(Dataset rows)

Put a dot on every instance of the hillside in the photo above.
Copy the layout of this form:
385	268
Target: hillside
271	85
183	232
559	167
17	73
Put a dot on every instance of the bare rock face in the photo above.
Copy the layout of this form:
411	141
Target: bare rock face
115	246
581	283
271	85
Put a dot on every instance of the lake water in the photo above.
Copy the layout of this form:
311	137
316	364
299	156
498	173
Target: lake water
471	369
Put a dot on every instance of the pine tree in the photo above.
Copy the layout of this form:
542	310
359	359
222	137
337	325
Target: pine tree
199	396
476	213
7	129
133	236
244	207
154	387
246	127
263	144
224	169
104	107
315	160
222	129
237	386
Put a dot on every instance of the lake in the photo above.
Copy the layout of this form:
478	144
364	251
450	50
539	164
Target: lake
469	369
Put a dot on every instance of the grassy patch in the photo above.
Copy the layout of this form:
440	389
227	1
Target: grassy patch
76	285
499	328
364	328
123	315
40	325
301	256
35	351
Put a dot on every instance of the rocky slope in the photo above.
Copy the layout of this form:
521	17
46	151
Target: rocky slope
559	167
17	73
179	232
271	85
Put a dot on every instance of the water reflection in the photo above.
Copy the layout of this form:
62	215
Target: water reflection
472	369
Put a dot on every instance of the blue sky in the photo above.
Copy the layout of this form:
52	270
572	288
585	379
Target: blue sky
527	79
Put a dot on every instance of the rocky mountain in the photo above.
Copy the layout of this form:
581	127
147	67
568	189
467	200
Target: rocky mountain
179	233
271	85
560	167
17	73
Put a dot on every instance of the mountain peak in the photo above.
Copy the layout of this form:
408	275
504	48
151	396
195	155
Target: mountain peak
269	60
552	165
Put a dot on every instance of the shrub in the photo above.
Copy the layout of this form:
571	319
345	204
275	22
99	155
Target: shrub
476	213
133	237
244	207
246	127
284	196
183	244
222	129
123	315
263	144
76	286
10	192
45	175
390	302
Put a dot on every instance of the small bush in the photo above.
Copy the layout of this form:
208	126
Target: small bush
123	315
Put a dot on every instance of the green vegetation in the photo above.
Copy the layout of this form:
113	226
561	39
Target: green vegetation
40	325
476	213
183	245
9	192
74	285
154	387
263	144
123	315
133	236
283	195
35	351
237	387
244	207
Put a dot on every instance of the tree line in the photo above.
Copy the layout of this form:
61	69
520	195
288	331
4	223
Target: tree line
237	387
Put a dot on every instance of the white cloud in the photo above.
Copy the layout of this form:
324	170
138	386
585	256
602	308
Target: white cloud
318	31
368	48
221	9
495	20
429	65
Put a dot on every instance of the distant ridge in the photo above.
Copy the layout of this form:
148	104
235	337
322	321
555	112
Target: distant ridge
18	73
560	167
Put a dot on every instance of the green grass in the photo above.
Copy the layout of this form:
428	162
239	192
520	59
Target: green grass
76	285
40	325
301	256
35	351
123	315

Set task: Repeat only the stretch of lines that begins at the line containing "Put a dot on every instance of the tree" and ends at the last line above, both included.

Expected answer:
Put a dot on every instance of the tree line in the photo above.
Copy the layout of this form:
61	69
520	195
288	331
4	223
Target: tree line
237	387
Put a dot on every instance of the white cloud in the photo above.
Copy the layout of this form:
324	170
138	386
585	256
602	308
Target: white cloud
318	31
368	48
221	9
495	20
429	65
Put a dot on every instance of the distant ridge in the photo above.
Copy the layout of this form:
148	104
235	337
322	321
555	112
Target: distant ridge
18	73
560	167
Put a dot on every instance of the green grass in the photo above.
Copy the layout of this form:
428	162
239	192
520	59
Target: green grass
76	285
40	325
301	256
35	351
123	315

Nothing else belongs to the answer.